## DIRECTIONS
Count the lines in the rows below that contain the string "Target", where case counts, and give only that number.

------------------------------------

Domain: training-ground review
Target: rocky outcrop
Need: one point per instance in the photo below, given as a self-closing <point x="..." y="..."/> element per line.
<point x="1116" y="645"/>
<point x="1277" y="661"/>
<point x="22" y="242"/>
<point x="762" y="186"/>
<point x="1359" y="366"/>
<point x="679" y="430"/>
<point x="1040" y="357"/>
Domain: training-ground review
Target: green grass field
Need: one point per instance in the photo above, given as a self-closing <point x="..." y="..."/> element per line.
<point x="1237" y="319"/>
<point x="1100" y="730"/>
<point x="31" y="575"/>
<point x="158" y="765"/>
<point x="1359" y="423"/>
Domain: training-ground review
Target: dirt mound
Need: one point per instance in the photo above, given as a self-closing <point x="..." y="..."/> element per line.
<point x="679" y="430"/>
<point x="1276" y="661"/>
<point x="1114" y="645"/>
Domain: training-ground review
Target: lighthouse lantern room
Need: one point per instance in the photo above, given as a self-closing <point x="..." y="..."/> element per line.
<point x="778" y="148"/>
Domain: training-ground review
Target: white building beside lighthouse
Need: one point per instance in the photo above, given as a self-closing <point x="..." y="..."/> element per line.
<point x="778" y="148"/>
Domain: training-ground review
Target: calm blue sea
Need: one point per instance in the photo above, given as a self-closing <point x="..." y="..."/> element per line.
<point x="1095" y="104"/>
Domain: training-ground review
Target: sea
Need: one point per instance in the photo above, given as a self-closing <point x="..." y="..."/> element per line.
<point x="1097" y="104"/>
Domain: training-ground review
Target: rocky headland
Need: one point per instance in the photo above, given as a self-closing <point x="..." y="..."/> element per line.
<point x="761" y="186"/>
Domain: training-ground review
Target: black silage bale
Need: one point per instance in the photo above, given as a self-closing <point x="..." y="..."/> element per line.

------------------------------------

## COMPLETED TASK
9